## Exercise material:
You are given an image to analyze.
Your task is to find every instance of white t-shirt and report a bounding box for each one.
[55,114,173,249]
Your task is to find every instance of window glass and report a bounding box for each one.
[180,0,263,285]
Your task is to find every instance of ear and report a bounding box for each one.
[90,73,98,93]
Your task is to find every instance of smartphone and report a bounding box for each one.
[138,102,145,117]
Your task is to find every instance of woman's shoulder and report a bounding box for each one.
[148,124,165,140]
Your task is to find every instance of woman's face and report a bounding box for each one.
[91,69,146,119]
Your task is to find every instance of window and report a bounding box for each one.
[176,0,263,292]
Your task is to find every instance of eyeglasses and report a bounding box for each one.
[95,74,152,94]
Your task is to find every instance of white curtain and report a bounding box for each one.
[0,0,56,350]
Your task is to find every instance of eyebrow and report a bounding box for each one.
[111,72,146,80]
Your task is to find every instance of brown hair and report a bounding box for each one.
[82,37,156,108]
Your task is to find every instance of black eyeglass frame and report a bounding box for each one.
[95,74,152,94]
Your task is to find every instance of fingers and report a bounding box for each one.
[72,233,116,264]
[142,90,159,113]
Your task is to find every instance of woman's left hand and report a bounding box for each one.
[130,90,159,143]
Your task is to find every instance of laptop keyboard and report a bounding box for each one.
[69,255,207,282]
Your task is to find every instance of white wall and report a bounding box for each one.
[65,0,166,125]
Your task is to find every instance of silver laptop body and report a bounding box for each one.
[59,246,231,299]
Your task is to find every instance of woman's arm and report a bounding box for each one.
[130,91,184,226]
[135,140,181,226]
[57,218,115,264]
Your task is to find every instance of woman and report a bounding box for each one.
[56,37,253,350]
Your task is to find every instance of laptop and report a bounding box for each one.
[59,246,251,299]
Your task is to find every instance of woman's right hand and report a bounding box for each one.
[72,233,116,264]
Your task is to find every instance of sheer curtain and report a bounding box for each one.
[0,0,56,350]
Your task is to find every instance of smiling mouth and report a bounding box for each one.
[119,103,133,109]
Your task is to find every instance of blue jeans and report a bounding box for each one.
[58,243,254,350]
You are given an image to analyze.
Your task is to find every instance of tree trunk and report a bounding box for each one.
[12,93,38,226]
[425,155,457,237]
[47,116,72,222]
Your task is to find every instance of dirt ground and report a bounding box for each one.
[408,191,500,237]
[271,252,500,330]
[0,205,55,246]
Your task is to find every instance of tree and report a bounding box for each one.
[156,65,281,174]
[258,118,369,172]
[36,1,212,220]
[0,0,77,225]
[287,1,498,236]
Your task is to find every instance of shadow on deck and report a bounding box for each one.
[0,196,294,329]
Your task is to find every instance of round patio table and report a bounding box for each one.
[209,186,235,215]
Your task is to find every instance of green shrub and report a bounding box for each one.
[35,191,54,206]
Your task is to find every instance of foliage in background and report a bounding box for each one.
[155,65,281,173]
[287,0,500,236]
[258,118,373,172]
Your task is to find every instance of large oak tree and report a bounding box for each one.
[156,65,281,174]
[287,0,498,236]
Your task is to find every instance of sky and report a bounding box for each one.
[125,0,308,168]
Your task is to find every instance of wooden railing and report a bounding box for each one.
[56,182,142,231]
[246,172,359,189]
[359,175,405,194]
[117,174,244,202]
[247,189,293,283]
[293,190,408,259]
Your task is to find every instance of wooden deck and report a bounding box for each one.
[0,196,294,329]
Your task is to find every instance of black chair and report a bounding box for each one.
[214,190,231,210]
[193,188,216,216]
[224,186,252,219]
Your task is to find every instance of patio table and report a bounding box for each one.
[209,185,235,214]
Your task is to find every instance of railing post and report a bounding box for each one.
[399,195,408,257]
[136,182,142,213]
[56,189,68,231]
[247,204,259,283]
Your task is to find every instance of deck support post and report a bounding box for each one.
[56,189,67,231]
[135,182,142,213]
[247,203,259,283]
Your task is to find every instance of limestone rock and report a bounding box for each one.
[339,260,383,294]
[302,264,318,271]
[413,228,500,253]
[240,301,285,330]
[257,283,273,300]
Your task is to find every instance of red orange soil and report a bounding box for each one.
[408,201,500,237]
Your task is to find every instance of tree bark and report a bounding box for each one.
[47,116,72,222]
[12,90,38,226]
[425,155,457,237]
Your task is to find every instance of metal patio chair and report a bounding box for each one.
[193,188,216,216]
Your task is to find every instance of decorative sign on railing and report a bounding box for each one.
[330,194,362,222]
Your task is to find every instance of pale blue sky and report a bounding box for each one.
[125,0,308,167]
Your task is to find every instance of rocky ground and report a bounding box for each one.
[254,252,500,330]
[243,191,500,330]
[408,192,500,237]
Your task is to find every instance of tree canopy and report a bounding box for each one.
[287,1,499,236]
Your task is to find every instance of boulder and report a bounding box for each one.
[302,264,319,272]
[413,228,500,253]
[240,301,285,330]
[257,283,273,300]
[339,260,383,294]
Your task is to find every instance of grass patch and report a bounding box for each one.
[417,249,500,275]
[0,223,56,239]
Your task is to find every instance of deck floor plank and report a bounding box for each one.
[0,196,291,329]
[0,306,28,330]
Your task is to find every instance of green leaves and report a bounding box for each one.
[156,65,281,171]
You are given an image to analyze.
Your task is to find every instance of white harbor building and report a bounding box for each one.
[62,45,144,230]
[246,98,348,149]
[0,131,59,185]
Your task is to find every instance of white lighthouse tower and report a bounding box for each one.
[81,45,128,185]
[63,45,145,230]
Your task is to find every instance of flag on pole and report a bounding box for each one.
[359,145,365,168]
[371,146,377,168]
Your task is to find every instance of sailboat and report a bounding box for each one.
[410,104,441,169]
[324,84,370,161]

## Short exercise:
Could you render all the lines above as a JSON list of strings, one string per line, with any blank lines left out?

## Solution for this exercise:
[
  "You are given an image to analyze.",
  "Your task is to find every instance of white t-shirt and report a bounding box for each one.",
  "[55,114,173,249]",
  "Your task is to find every instance of window glass and report a bounding box for each one.",
  "[180,0,263,285]",
  "Your task is to find every instance of ear and report a bounding box for each one.",
  "[90,73,98,93]",
  "Your task is to find every instance of smartphone and report a bounding box for each one.",
  "[138,102,145,117]",
  "Your task is to find every instance of woman's shoulder and report a bounding box for each one.",
  "[148,124,165,140]",
  "Your task is to find every instance of woman's face and report a bounding box for each one.",
  "[91,69,146,119]",
  "Your task is to find every instance of window and report a bounding box for each one.",
  "[176,0,263,292]",
  "Your task is to find every instance of eyeglasses and report a bounding box for each one.",
  "[95,74,152,94]",
  "Your task is to find every instance of white curtain and report a bounding box for each one.",
  "[0,0,56,350]",
  "Your task is to find every instance of eyebrow and report a bounding box for each one.",
  "[111,72,146,80]",
  "Your task is to find every instance of brown hair and report a bounding box for each one.",
  "[82,37,156,108]",
  "Your task is to find every instance of black eyeglass frame and report a bounding box for each one.",
  "[95,74,152,94]",
  "Your task is to find every instance of fingers and report a bounding box for each one.",
  "[72,233,116,264]",
  "[142,90,159,113]",
  "Your task is to find every instance of woman's left hand and report a bounding box for each one.",
  "[130,90,159,143]",
  "Your task is to find every instance of laptop keyboard and report a bounding box for each one.",
  "[69,255,207,282]",
  "Your task is to find every instance of white wall and report a bounding box for each one.",
  "[65,0,166,125]",
  "Your task is to find every instance of silver laptop body and report a bounding box for each one.",
  "[59,246,231,299]",
  "Your task is to find every instance of woman's arm and report a bounding box for each one.",
  "[130,91,184,226]",
  "[135,140,181,226]",
  "[57,218,115,264]",
  "Your task is to find every instance of woman and report a bounding box for each one.",
  "[56,37,253,350]",
  "Your task is to find every instance of laptop and report a bounding box for each one.",
  "[59,246,251,299]",
  "Your task is to find every instance of woman's right hand and report a bounding box for each one.",
  "[72,233,116,264]",
  "Your task is to find every instance of sheer curtain and report a bounding box for each one.",
  "[0,0,56,350]",
  "Your task is to find every instance of smiling mouth and report a bounding box for each one.",
  "[119,103,133,109]",
  "Your task is to find every instance of blue jeans and report a bounding box for each one.",
  "[58,243,254,350]",
  "You are given an image to analyze.",
  "Your task is to find every instance of tree trunk and report a bounding box for each one.",
  "[12,93,38,226]",
  "[425,155,457,237]",
  "[47,116,72,222]",
  "Your task is to find every instance of dirt ground and report a bounding box for each one.",
  "[408,191,500,237]",
  "[271,252,500,330]",
  "[0,205,55,246]",
  "Your task is to find every instance of tree and report a bounding box for each one.",
  "[156,65,281,174]",
  "[258,118,369,172]",
  "[36,1,212,220]",
  "[0,0,77,225]",
  "[287,1,498,236]",
  "Your task is to find every instance of shadow on deck and report a bounding box for each one.",
  "[0,196,294,329]",
  "Your task is to find every instance of round patio table and report a bounding box for each one.",
  "[209,186,235,215]",
  "Your task is to find every instance of green shrub and report a bounding box for each one.",
  "[35,191,54,206]",
  "Your task is to find every instance of foliage in background and report a bounding box for each one.",
  "[155,65,281,173]",
  "[287,0,500,236]",
  "[258,118,373,172]",
  "Your task is to find every instance of large oak tree and report a bounding box for each one.",
  "[156,65,281,174]",
  "[287,0,498,236]",
  "Your task is to find every instance of sky and report a bounding box for each one.",
  "[125,0,308,168]",
  "Your task is to find every instance of wooden railing and report a bounding box for each one.",
  "[56,182,142,231]",
  "[246,172,359,189]",
  "[359,175,405,194]",
  "[117,174,244,202]",
  "[247,189,293,283]",
  "[293,190,408,259]",
  "Your task is to find every instance of wooden deck and report a bounding box for each one.",
  "[0,196,294,329]",
  "Your task is to find every instance of black chair and report a bounding box for each one.",
  "[214,190,231,210]",
  "[193,188,216,216]",
  "[224,186,252,219]",
  "Your task is to find every instance of patio table and report a bounding box for each one.",
  "[209,185,235,214]",
  "Your task is to find every instance of railing post and report a bounding box for each one.",
  "[399,195,408,257]",
  "[136,182,142,213]",
  "[56,189,68,231]",
  "[247,204,259,283]",
  "Your task is to find every instance of deck support post and report a bounding box for each one.",
  "[56,189,67,231]",
  "[135,182,142,213]",
  "[247,203,259,283]",
  "Your task is to find every instance of limestone rock and report a bounding box for each one.",
  "[339,260,383,294]",
  "[302,264,318,271]",
  "[413,228,500,253]",
  "[240,301,285,330]",
  "[257,283,273,300]",
  "Your task is to find every instance of red orange soil and report a bounding box for each one.",
  "[408,201,500,237]",
  "Your task is to find every instance of tree bark and report a bounding box for each one.",
  "[47,116,72,222]",
  "[12,90,38,226]",
  "[425,155,457,237]",
  "Your task is to find every instance of metal patio chair and report a bounding box for each one.",
  "[193,188,216,216]",
  "Your task is to find every instance of decorative sign on railing and report a bounding box for each one.",
  "[330,194,362,222]",
  "Your task is to find every instance of pale blue sky and report a bounding box for each one.",
  "[125,0,308,167]",
  "Your task is to find every instance of rocky ground and report a bounding box for each one.",
  "[254,252,500,330]",
  "[243,191,500,330]",
  "[408,192,500,237]",
  "Your task is to find every instance of tree canopy and report a bounding box for each one.",
  "[287,1,499,236]",
  "Your task is to find every instance of boulder and report a bounding box for each one.",
  "[302,264,319,272]",
  "[413,228,500,253]",
  "[240,301,285,330]",
  "[257,283,273,300]",
  "[339,260,383,294]",
  "Your task is to find every instance of grass patch and report a bounding box for each one.",
  "[417,249,500,275]",
  "[0,223,56,239]",
  "Your task is to find every instance of deck floor plank and report a bounding box for each one.",
  "[0,196,291,329]",
  "[0,306,28,330]",
  "Your task is to find every instance of green leaves and report a bounding box for each one.",
  "[156,65,281,171]",
  "You are given an image to analyze.",
  "Your task is to find every instance of white harbor building and report a bounding box for each one.",
  "[62,45,144,230]",
  "[246,98,348,149]",
  "[0,131,59,185]",
  "Your task is to find every instance of white lighthouse tower and report a bounding box for each one.",
  "[81,45,128,185]",
  "[63,45,145,230]",
  "Your task is to find every instance of flag on pole and report a bounding box for each one.",
  "[359,145,365,168]",
  "[371,146,377,168]",
  "Your task is to find every instance of sailboat and report a bounding box for each one.",
  "[410,104,441,169]",
  "[324,84,370,161]"
]